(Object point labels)
※ ※ ※

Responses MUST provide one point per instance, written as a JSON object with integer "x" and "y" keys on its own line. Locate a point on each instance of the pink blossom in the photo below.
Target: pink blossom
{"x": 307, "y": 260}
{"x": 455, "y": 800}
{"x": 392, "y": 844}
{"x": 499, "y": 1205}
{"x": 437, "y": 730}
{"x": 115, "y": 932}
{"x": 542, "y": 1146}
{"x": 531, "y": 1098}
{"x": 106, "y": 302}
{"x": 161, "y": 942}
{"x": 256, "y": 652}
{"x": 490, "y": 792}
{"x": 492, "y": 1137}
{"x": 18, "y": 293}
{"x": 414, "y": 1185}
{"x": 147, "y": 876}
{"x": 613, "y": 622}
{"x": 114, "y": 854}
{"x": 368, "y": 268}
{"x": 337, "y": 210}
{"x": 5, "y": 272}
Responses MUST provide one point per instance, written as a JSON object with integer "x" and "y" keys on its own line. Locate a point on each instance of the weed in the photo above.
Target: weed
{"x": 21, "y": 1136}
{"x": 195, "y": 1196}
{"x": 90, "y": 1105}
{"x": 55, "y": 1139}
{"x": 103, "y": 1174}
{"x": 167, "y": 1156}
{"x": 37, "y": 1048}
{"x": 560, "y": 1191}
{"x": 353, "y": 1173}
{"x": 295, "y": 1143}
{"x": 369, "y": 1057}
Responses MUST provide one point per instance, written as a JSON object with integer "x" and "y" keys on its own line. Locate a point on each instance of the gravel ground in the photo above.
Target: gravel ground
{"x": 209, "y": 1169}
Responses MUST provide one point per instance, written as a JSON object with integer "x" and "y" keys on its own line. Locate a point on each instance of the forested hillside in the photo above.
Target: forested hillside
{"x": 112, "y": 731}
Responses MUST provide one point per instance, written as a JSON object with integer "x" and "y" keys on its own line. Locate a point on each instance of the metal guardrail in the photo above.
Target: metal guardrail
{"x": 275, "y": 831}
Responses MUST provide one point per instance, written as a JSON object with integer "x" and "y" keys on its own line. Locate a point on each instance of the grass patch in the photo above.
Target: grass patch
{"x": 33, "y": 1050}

※ ※ ※

Retype every one of these rows word for word.

**Response for this exercise:**
Responses MUST provide one point per instance, written as a JSON object with integer "x" and "y" keys on its own line. Locate a point on each instance of the pink blossom in the photo below.
Target: pink blossom
{"x": 307, "y": 260}
{"x": 455, "y": 800}
{"x": 392, "y": 844}
{"x": 499, "y": 1205}
{"x": 437, "y": 730}
{"x": 115, "y": 932}
{"x": 542, "y": 1146}
{"x": 531, "y": 1098}
{"x": 106, "y": 302}
{"x": 161, "y": 942}
{"x": 256, "y": 652}
{"x": 490, "y": 792}
{"x": 492, "y": 1137}
{"x": 18, "y": 293}
{"x": 414, "y": 1185}
{"x": 147, "y": 876}
{"x": 613, "y": 622}
{"x": 114, "y": 854}
{"x": 368, "y": 268}
{"x": 337, "y": 210}
{"x": 5, "y": 272}
Responses MUST provide one point per instance, written as a JSON object with integer "x" and "y" keys on its own line. Locate a point on each instance of the weed in the photo above.
Target: weed
{"x": 21, "y": 1136}
{"x": 195, "y": 1196}
{"x": 90, "y": 1105}
{"x": 55, "y": 1139}
{"x": 103, "y": 1174}
{"x": 167, "y": 1156}
{"x": 37, "y": 1048}
{"x": 560, "y": 1191}
{"x": 353, "y": 1173}
{"x": 295, "y": 1143}
{"x": 369, "y": 1057}
Responses MUST provide one point per instance, written as a JSON object with integer "x" and "y" keys on its own line. Locate a point on each instance of the gravel ground in the photo above.
Target: gravel ground
{"x": 209, "y": 1169}
Responses MUST provide one point per instance, written as a JSON object with integer "x" and "y" keys on its own line. Locate a point on each instance of the forested hillside in the photo above.
Target: forested hillside
{"x": 112, "y": 731}
Responses MUST provide one point per instance, written as a JSON object with integer "x" and "y" keys on its own line. Locate a point on each instance of the metal guardrail in the photo above.
Target: metal guardrail
{"x": 275, "y": 831}
Responses MUST provide one point per instance, written as a JSON object with integer "x" and "y" keys on its own line. Locate a point on each instance of the grass patch in the photo above.
Target: grass patch
{"x": 33, "y": 1050}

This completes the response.